__JOB__. Return, word for word, only the lines from the one containing "TARGET = overcast sky" through the last line of the entries.

▼

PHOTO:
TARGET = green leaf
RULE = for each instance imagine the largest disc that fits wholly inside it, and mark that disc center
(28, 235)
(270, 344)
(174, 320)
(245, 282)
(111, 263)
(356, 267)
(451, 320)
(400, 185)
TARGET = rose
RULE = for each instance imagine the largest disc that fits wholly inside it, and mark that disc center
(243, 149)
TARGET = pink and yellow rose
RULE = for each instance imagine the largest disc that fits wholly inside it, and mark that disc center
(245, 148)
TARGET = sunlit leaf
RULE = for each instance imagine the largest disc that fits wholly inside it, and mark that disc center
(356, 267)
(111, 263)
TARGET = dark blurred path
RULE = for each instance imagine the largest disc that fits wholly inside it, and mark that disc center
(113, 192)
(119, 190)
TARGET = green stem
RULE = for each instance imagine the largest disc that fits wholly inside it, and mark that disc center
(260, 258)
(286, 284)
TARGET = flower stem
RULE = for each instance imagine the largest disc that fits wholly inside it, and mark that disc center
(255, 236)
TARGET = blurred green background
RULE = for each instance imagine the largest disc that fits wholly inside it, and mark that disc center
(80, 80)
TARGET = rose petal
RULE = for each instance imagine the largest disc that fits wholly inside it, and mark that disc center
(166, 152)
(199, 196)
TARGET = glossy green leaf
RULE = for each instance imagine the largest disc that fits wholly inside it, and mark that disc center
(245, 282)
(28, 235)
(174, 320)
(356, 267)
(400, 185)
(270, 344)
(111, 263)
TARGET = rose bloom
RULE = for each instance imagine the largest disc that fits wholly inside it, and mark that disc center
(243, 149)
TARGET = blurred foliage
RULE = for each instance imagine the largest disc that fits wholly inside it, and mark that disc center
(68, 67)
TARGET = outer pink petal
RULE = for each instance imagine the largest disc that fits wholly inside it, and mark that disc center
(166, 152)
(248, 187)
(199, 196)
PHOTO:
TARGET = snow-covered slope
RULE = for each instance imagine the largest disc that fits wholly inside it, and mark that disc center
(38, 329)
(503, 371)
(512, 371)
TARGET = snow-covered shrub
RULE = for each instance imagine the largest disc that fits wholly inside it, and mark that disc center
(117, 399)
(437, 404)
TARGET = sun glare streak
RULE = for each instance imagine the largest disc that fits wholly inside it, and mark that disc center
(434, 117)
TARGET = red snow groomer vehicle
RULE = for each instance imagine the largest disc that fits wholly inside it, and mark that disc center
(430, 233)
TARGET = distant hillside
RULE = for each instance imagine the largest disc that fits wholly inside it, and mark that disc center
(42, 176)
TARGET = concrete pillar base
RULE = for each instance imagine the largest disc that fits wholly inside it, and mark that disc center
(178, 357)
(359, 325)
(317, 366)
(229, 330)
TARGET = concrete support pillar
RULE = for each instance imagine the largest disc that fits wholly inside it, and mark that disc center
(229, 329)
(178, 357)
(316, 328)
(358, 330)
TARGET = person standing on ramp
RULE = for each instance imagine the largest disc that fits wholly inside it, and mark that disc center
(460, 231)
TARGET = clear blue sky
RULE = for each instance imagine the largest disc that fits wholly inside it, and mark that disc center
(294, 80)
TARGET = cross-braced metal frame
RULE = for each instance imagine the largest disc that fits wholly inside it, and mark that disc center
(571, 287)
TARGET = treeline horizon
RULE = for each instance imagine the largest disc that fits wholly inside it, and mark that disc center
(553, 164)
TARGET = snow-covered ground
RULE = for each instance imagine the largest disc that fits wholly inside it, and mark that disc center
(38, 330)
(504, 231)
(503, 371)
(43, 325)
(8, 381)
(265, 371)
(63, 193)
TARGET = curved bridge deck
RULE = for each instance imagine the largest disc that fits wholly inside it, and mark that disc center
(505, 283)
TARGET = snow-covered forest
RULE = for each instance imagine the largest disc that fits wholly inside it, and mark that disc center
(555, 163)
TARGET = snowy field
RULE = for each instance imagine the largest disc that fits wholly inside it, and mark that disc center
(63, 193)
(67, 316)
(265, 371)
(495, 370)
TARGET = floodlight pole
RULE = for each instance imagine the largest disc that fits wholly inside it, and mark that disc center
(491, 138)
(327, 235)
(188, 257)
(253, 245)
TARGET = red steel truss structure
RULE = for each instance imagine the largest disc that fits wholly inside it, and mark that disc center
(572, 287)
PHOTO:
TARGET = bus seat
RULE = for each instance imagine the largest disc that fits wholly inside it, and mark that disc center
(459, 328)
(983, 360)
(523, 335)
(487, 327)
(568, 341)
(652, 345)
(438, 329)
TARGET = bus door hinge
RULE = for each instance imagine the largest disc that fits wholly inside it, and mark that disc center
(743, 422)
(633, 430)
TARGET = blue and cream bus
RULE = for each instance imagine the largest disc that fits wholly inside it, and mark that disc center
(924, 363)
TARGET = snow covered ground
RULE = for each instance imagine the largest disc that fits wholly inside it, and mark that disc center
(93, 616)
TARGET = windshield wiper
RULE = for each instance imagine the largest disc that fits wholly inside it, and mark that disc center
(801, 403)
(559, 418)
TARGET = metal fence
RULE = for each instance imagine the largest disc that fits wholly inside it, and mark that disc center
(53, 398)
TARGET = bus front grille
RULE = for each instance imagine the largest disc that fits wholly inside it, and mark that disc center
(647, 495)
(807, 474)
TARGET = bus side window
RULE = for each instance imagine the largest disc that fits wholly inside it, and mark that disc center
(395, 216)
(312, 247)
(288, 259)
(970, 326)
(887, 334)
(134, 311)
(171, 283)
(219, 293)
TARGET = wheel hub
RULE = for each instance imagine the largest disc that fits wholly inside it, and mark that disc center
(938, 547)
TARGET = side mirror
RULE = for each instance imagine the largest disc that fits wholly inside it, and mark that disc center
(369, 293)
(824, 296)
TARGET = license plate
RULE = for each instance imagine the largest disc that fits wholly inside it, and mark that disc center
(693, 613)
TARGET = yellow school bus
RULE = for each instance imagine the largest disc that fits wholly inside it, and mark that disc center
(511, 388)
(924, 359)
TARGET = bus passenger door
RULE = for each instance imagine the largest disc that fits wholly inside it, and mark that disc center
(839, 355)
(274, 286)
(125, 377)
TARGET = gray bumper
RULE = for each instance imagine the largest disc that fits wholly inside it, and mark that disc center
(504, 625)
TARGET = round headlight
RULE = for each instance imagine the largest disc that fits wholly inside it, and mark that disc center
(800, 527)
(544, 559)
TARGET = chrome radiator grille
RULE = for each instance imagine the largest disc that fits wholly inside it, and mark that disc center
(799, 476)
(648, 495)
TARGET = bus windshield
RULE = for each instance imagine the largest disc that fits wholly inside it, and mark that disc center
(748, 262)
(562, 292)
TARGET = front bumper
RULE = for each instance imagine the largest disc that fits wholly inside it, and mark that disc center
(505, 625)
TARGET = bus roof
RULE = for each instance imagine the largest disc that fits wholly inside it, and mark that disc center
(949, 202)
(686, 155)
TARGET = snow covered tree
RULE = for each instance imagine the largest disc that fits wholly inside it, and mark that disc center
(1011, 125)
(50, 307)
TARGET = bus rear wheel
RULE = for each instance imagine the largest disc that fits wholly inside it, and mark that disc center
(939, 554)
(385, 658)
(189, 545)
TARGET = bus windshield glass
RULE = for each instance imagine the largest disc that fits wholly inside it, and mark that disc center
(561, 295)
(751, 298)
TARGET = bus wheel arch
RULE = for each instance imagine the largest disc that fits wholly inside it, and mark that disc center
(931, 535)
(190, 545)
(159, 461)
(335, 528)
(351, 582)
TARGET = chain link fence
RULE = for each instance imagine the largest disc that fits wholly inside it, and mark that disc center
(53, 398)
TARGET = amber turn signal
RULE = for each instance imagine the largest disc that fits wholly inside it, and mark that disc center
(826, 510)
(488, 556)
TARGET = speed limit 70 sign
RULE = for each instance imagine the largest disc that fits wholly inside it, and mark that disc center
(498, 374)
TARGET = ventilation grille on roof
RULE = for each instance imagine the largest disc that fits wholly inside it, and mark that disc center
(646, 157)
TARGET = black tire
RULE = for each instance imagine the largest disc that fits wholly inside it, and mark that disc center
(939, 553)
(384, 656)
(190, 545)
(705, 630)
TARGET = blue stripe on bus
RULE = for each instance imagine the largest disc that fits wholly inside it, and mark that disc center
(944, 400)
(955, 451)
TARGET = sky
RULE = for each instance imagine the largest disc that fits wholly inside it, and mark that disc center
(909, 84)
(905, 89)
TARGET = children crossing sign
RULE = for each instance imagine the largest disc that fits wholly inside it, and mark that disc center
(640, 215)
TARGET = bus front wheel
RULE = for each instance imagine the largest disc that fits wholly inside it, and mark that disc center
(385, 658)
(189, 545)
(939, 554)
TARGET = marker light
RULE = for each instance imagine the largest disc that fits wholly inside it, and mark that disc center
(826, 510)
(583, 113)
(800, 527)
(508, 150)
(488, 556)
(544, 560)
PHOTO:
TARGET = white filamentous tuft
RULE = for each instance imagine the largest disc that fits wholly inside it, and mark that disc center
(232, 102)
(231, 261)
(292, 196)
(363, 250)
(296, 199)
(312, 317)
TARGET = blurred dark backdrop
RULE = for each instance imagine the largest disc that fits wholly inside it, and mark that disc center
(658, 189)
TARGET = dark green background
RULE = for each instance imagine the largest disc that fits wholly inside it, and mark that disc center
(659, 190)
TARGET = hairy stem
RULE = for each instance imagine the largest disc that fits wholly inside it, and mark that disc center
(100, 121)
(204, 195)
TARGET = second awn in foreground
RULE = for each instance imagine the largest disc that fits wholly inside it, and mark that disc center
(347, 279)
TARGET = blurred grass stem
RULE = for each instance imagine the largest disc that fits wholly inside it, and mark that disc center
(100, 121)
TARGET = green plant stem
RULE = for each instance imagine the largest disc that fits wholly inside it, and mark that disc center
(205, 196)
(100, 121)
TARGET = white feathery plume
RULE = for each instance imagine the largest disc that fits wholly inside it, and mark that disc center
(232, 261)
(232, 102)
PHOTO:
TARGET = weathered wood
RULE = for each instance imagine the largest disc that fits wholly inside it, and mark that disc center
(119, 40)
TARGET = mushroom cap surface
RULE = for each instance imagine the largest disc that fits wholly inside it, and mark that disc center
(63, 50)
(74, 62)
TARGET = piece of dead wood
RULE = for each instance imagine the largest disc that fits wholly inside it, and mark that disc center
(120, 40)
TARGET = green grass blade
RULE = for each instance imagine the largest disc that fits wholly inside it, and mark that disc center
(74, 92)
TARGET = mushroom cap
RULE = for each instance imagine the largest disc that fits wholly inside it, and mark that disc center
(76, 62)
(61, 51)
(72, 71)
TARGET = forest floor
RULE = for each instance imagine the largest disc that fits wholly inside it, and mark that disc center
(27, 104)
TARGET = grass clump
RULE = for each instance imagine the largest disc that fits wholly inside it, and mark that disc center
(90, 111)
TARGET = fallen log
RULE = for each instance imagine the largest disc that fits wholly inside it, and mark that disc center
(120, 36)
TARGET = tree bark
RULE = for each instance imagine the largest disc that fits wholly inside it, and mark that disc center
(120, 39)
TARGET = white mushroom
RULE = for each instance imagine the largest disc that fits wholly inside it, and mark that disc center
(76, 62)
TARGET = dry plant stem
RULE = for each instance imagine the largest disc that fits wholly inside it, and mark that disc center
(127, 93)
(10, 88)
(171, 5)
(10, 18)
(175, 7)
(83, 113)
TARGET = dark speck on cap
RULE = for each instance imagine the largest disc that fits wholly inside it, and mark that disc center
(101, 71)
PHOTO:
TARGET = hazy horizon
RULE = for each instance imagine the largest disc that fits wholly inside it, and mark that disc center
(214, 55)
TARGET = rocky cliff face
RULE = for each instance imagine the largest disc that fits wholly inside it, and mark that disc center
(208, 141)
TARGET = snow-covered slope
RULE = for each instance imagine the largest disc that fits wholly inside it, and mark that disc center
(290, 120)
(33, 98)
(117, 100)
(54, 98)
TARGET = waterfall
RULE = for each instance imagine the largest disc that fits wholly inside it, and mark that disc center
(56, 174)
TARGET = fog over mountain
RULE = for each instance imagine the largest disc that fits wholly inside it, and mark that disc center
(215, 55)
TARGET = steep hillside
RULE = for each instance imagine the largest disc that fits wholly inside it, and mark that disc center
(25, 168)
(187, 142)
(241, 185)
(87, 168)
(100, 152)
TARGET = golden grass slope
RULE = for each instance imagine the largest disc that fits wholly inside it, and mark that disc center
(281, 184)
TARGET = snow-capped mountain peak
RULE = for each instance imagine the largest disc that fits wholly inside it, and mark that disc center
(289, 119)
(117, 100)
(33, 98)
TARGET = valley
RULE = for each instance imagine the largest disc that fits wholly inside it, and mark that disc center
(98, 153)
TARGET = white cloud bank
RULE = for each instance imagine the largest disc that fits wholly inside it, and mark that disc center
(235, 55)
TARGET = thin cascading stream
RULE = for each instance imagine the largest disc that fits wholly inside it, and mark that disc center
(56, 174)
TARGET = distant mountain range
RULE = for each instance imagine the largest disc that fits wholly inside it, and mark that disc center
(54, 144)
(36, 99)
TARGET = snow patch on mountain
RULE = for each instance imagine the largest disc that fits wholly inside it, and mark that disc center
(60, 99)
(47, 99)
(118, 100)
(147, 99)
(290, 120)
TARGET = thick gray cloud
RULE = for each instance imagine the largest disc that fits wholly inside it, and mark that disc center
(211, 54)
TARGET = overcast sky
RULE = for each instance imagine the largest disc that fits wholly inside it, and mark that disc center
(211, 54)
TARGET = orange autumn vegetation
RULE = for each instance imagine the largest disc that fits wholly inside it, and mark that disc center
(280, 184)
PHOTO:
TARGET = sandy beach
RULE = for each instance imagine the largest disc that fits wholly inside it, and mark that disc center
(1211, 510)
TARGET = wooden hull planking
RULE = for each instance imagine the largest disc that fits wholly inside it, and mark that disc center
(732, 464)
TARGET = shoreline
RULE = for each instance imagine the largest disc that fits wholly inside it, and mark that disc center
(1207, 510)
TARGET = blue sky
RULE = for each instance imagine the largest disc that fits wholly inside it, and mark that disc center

▲

__COMPLETED TASK__.
TARGET = overcast sky
RULE = for each instance imagine the largest disc that fits wholly inside it, and mark that disc center
(211, 54)
TARGET = orange autumn vegetation
RULE = for each instance imagine the largest disc that fits wholly inside it, and mark that disc center
(280, 184)
PHOTO:
TARGET = sandy beach
RULE = for each instance imagine the largest disc that fits wholly inside it, and mark that disc center
(1211, 510)
TARGET = wooden hull planking
RULE = for each instance imagine the largest disc that fits wholly inside it, and mark that disc center
(732, 464)
TARGET = shoreline
RULE = for each instance imagine the largest disc that fits wholly inside it, and mark that disc center
(1207, 510)
TARGET = blue sky
RULE = for each instance imagine the largest disc that fits wholly inside it, and mark that disc center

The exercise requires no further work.